#### DATA IN THIS EXERCISE:
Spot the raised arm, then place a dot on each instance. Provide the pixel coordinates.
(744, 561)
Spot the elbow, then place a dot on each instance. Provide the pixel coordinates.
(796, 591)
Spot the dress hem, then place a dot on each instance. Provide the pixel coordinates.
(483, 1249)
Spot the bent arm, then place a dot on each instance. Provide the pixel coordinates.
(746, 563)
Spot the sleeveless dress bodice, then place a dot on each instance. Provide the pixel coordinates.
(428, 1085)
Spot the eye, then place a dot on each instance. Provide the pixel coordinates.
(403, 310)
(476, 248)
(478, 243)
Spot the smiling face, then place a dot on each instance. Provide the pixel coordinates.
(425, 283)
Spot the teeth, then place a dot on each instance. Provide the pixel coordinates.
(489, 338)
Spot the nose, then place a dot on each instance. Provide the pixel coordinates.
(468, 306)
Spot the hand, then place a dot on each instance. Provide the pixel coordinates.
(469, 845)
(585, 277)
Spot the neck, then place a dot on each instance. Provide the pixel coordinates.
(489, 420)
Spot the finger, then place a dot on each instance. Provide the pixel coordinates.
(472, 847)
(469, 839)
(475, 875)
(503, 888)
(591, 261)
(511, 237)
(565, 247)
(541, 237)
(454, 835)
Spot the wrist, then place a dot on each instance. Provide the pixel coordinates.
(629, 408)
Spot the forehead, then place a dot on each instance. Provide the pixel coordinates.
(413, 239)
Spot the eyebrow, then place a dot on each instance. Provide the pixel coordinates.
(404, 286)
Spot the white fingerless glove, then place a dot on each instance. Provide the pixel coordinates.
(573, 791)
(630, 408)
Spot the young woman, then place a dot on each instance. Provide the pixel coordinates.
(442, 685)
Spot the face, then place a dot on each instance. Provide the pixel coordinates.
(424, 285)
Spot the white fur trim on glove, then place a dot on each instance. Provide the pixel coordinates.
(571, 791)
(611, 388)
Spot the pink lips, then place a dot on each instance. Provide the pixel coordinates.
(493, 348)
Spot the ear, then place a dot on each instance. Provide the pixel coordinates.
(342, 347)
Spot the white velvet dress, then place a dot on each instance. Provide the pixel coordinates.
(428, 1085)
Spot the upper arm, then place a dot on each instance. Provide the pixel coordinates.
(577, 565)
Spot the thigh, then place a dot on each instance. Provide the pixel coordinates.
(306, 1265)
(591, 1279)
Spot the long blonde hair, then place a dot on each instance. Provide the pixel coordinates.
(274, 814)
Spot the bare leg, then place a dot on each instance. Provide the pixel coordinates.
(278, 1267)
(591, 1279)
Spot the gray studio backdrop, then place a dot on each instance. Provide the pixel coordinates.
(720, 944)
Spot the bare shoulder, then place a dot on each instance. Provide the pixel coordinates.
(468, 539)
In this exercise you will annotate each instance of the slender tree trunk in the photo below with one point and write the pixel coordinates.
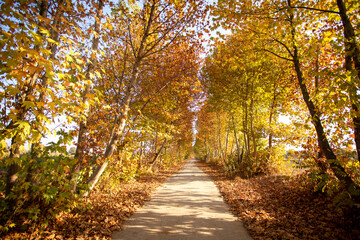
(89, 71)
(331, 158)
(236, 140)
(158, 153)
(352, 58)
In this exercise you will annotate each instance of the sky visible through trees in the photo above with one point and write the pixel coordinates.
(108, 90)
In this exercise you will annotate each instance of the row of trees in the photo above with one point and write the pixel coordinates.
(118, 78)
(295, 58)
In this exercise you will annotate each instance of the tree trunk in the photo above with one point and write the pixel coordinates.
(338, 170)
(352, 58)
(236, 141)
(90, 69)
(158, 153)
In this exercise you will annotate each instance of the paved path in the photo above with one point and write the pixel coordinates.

#### ABOUT THIS EXERCISE:
Set the records down again word for word; the pictures stay out.

#### RESPONSE TO THIS EXERCISE:
Spot the raised arm, then place a dot on each instance. Provide the pixel coordinates.
(744, 561)
Spot the elbow, then place a dot on each instance. Provide the pixel coordinates.
(796, 591)
Spot the dress hem, then place a dot on each instance. Provide the pixel coordinates.
(483, 1249)
Spot the bent arm, then place a dot on each instance. Provide the pixel coordinates.
(746, 563)
Spot the sleeveless dress bodice, then place a dot on each instance. Provide the pixel coordinates.
(428, 1085)
Spot the eye, then place a dot on each instance. Provide the pixel coordinates.
(403, 310)
(476, 248)
(478, 243)
Spot the smiling face, then place a dot on each instance. Provide the pixel coordinates.
(425, 283)
Spot the teeth, then place a dot on each instance. Provide the pixel coordinates.
(489, 338)
Spot the nose, then place a dot on each instance. Provide the pixel coordinates.
(468, 306)
Spot the hand, then place a dot on each instance. Provide the pixel coordinates.
(469, 845)
(585, 277)
Spot the neck, then place a dot on each instance. Provide the pixel coordinates.
(489, 420)
Spot the finger, then place a dot on each instance. Provide the pixel coordinates.
(472, 847)
(469, 839)
(475, 875)
(503, 888)
(591, 261)
(511, 237)
(565, 247)
(541, 237)
(454, 835)
Spot the wrist, then place a dot on each instance. Provide the pixel coordinates.
(629, 408)
Spot the forehead, then place a dot on each instance. Provide the pixel coordinates.
(413, 239)
Spot the eyebrow, then place a dot on each instance. Provide the pixel coordinates.
(404, 286)
Spot the white fingerless glove, then place a dot on each instance. Provide the pixel coordinates.
(573, 791)
(630, 408)
Spot the young woman, then place a dot on each instance. Provide the pixel coordinates.
(442, 685)
Spot the face, then place a dot on each instance. Provide the pixel coordinates.
(424, 285)
Spot the white fur trim on glove, then place a dot on each instance. Provide the pixel coordinates.
(571, 791)
(611, 388)
Spot the pink lips, then place a dot on each instance. Provide the pixel coordinates.
(493, 348)
Spot the ear, then place a dot on each instance. Provide the pixel coordinates.
(342, 347)
Spot the white velvet dress, then place a dot on each instance. Provide the pixel coordinates.
(428, 1085)
Spot the upper arm, then place a dot on each instance. Provide the pixel coordinates.
(577, 565)
Spot the thigh, then place a dot on each instance. Provide the pixel coordinates.
(306, 1265)
(591, 1279)
Spot the long blonde hair, then place a dot on each instance. Provide the pixel coordinates.
(274, 814)
Spot the bare leg, then place a dot on each instance. Provide the pixel coordinates.
(278, 1267)
(591, 1279)
Spot the gray studio backdrop, then place a dot on each instance. Provide the pixel coordinates.
(720, 944)
Spot the bare shoulder, then place a dot on each instance. Provide the pixel coordinates.
(468, 539)
In this exercise you will annotate each instance of the slender tree trunk in the photo below with one point and write the pixel coordinates.
(89, 71)
(331, 158)
(236, 140)
(158, 153)
(352, 58)
In this exercise you will annotate each instance of the sky visible through trees in the photo above with one point and write the pixel coordinates.
(108, 90)
In this exercise you will annotate each instance of the row of trees in the photo above with one point and write the pixel coordinates.
(118, 78)
(295, 58)
In this exercise you will annotate each instance of the tree trunk in the photo above with one point and write the pixel coordinates.
(338, 170)
(352, 58)
(236, 141)
(90, 69)
(158, 153)
In this exercise you will annotate each instance of the paved path in the photo above with one point and write the pixel coordinates.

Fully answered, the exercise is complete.